County in Virginia, United States

Bath County is a United States county located in the Allegheny Highlands on the central western edge of the Commonwealth of Virginia. As of the 2020 census, the population was 4,209, making it the second-least populous county in Virginia. Bath's county seat is Warm Springs, while the largest community is Hot Springs.

Established in 1790, Bath County was named for the natural hot springs found in the region. The county is known for its mountainous terrain and picturesque landscapes, including the George Washington and Jefferson National Forests.

==History==
Bath County was created on December 14, 1790 from parts of Augusta, Botetourt, and Greenbrier counties. Due to the many mineral springs found in the area, the county was named for the English spa and resort city of Bath. In the early 1700s, before the county was formed, the area that subsequently became Bath County was settled by people with ancestry principally in England, Scotland, Germany, Wales, Ireland and France. The families who settled in what has since become Bath County who came to Virginia from England predominantly came from the counties of Derbyshire, Hampshire, Wiltshire, Gloucestershire, Northamptonshire, the western portion of Sussex, Dorset, Somerset (where Bath in England is located), Norfolk, Suffolk, Surrey, Kent and Lincolnshire.

Like much of the Shenandoah Valley region, Bath had a relatively large share of residents descended from Scots-Irish immigrants and German farmers, both of which groups were moving southward from the back country of Pennsylvania. By 1800, Bath County's population consisted mostly of subsistence farmers, though some were also artisans and a smaller number were shopkeepers.

INPUT DATA:

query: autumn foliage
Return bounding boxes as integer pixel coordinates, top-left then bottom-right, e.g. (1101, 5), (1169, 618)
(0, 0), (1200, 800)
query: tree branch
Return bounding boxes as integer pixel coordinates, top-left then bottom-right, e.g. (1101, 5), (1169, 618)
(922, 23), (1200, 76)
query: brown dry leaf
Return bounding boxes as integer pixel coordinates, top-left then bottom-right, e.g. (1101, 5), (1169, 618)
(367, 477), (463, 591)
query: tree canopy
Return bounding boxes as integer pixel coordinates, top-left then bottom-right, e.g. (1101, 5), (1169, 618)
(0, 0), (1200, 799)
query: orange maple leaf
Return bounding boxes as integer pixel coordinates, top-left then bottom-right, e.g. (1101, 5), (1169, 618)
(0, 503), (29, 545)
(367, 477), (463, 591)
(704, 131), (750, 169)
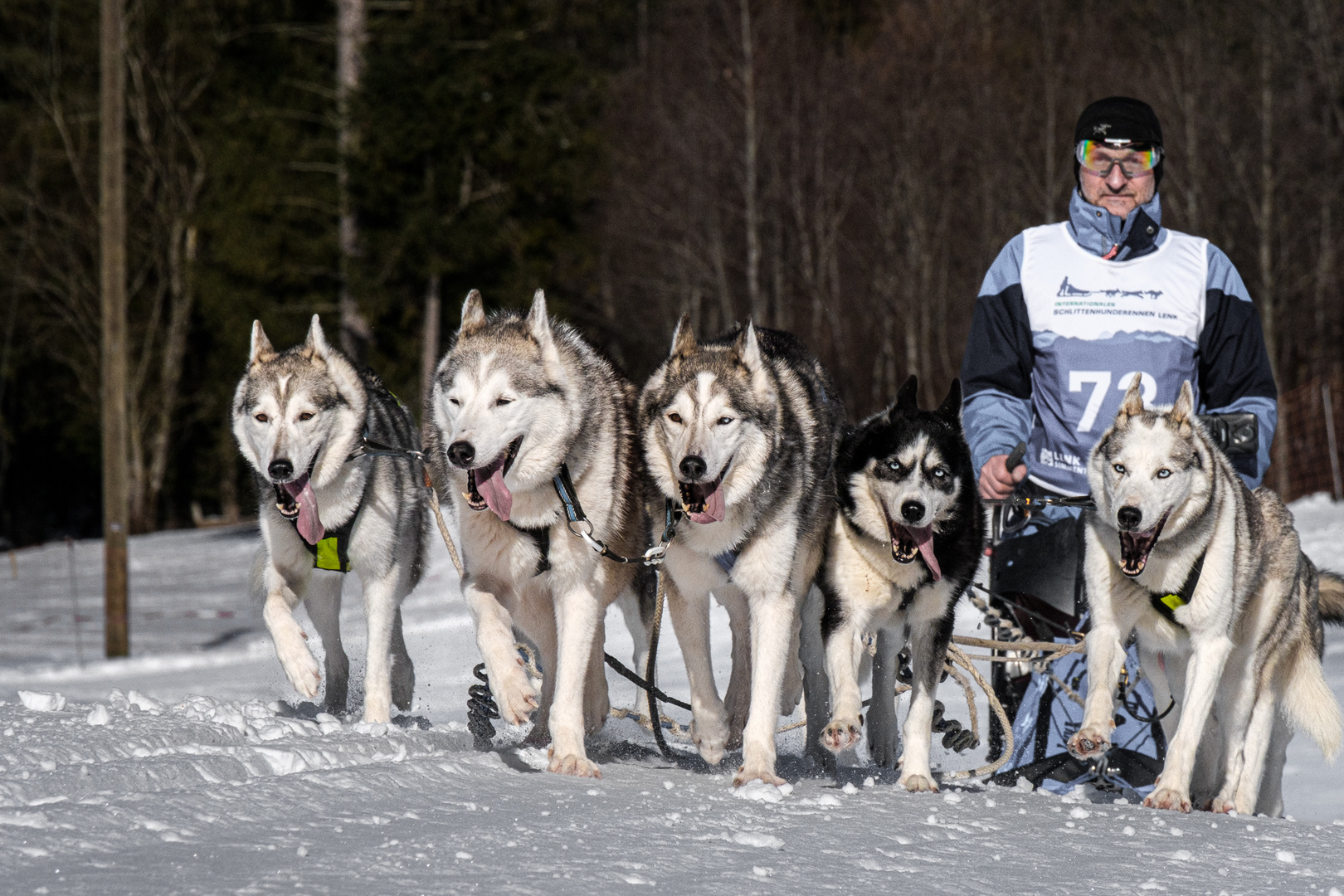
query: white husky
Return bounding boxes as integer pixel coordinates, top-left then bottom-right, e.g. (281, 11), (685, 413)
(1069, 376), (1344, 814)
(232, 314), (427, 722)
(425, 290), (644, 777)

EXERCISE REQUIREMENTS:
1. Based on the Bath County passage, decide whether each statement agrees with the text. Answer yes or no, and quote the words that decide it.
(a) Bath County was formed from parts of Augusta, Botetourt, and Greenbrier counties.
(b) Warm Springs is the largest community in Bath County.
(c) By 1800, most of Bath County's population were shopkeepers.
2. List every country that the Bath County passage names as a principal source of ancestry for the people who settled the area in the early 1700s.

SOLUTIONS IN ORDER:
1.
(a) Yes: "Bath County was created on December 14, 1790 from parts of Augusta, Botetourt, and Greenbrier counties."
(b) No: "Bath's county seat is Warm Springs, while the largest community is Hot Springs."
(c) No: "By 1800, Bath County's population consisted mostly of subsistence farmers, though some were also artisans and a smaller number were shopkeepers."

2. England, Scotland, Germany, Wales, Ireland, France